= The task =
Please quote exactly the lines below from the line containing "Label: polka dot blouse" to the line containing "Label: concrete pavement", both lines included, and nothing else.

Input data section start

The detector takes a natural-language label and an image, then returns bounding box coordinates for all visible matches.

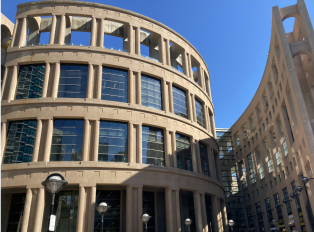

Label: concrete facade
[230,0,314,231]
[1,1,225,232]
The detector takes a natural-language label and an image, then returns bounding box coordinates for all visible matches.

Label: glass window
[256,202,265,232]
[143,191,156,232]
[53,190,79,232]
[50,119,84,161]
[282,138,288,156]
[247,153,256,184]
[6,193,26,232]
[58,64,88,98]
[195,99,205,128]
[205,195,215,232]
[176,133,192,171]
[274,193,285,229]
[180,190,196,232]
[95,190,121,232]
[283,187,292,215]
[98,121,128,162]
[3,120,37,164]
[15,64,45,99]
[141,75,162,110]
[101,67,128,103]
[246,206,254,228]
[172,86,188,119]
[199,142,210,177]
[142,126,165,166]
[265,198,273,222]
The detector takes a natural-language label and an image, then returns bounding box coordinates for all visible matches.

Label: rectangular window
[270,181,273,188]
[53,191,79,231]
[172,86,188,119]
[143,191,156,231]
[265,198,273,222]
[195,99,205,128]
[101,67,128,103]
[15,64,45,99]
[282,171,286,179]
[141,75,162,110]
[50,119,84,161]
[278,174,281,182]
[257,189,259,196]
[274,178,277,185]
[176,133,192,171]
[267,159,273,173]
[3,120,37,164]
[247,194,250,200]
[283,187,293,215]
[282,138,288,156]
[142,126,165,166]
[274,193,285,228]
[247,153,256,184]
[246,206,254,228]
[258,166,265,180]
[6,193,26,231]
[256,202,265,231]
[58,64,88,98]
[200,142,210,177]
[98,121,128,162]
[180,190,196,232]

Input data section end
Input data section start

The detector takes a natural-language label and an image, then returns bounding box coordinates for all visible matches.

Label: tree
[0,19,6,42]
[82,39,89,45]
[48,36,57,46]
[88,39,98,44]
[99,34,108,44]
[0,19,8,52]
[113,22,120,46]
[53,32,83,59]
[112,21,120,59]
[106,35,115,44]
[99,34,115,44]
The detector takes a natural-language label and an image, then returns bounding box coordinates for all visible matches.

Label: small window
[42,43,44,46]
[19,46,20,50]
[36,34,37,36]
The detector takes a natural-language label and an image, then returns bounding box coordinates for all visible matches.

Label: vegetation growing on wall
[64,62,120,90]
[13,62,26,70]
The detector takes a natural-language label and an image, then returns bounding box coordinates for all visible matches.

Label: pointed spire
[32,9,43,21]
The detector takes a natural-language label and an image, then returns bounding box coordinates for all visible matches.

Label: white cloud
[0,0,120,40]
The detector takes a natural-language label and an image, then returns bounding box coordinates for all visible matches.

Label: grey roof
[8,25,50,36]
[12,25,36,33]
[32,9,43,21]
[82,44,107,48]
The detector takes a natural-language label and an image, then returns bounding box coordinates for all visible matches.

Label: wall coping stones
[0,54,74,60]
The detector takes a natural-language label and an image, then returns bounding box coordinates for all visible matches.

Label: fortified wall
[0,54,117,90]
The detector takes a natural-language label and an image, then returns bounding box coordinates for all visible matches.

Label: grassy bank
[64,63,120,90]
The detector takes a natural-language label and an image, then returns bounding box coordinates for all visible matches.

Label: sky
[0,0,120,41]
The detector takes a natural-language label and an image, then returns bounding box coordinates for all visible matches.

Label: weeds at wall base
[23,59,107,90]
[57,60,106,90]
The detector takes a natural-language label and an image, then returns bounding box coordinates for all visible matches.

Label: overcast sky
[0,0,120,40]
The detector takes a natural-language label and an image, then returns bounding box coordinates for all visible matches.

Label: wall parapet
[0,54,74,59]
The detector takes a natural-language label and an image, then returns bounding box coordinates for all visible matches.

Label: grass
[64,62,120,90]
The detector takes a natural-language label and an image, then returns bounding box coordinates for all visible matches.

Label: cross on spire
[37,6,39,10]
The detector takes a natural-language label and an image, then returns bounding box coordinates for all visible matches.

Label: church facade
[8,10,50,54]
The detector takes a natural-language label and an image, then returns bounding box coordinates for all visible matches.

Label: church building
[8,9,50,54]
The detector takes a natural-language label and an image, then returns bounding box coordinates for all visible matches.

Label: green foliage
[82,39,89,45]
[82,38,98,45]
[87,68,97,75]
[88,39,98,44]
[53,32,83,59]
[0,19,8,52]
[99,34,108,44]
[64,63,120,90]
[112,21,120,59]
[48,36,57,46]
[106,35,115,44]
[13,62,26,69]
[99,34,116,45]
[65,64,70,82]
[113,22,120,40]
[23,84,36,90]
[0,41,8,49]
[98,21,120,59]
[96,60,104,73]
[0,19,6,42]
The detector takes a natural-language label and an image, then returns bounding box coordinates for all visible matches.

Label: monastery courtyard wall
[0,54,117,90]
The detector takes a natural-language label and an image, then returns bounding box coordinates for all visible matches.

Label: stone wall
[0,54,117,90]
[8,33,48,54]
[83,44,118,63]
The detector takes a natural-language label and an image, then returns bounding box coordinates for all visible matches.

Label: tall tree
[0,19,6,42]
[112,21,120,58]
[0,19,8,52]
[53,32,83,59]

Input data section end
Input data section start

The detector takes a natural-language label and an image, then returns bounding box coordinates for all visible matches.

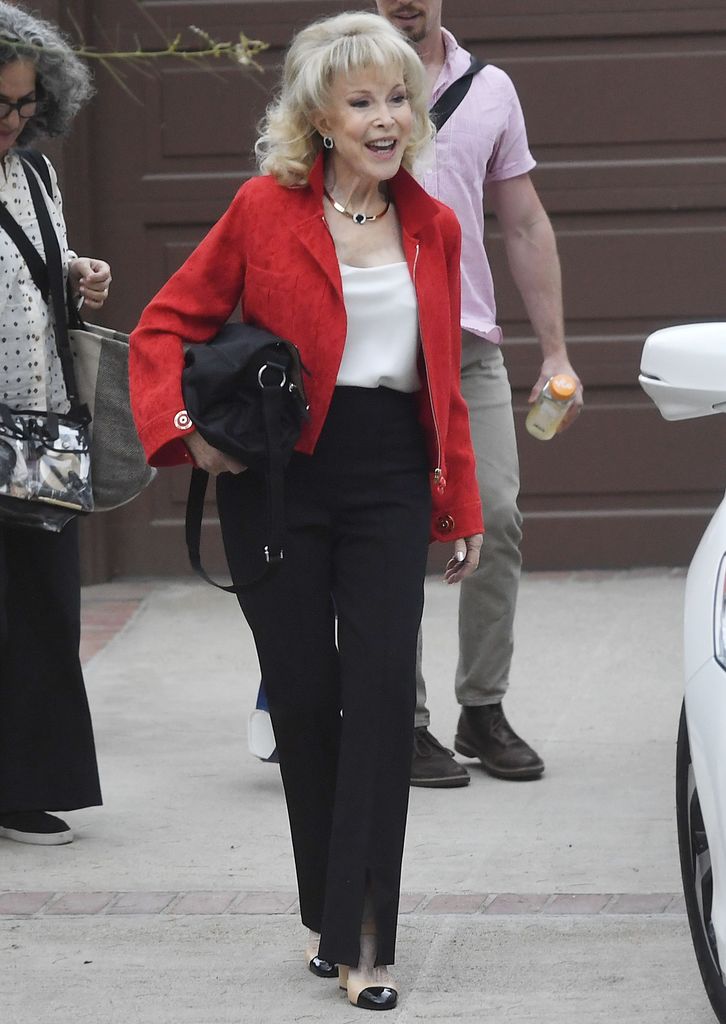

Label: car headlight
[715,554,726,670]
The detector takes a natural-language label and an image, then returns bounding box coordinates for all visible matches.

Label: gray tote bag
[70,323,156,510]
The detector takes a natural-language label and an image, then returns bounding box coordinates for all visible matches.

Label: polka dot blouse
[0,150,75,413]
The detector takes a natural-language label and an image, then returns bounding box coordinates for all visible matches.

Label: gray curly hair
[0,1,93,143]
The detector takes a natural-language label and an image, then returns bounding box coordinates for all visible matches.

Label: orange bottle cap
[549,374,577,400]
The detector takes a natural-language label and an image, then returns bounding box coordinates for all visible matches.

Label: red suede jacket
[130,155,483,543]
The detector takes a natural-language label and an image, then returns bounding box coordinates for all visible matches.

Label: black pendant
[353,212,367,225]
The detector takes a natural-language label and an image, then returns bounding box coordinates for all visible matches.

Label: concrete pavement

Input data section end

= Output =
Label: polka dot blouse
[0,150,75,413]
The detector takes a natural-language label and an image, then returns bounding box coordinates for all visible matches.

Label: gray curly hair
[0,1,93,143]
The detector takes a natural-language label and an image, then returns bounding box coordinates for all visible matches.

Label: orange bottle cap
[549,374,577,400]
The detector takes a natural-language label and an image, then returns bounding box coordinates for all visible matches.

Label: red suede jacket
[130,155,483,543]
The detector takes a natural-language label and an image, then returns bounding box coordinates for all visible matches.

Label: black pendant
[353,212,367,225]
The detector takes a natural-language label and an image, then returns bounding box coordinates for all visible matches.

Label: concrete pavement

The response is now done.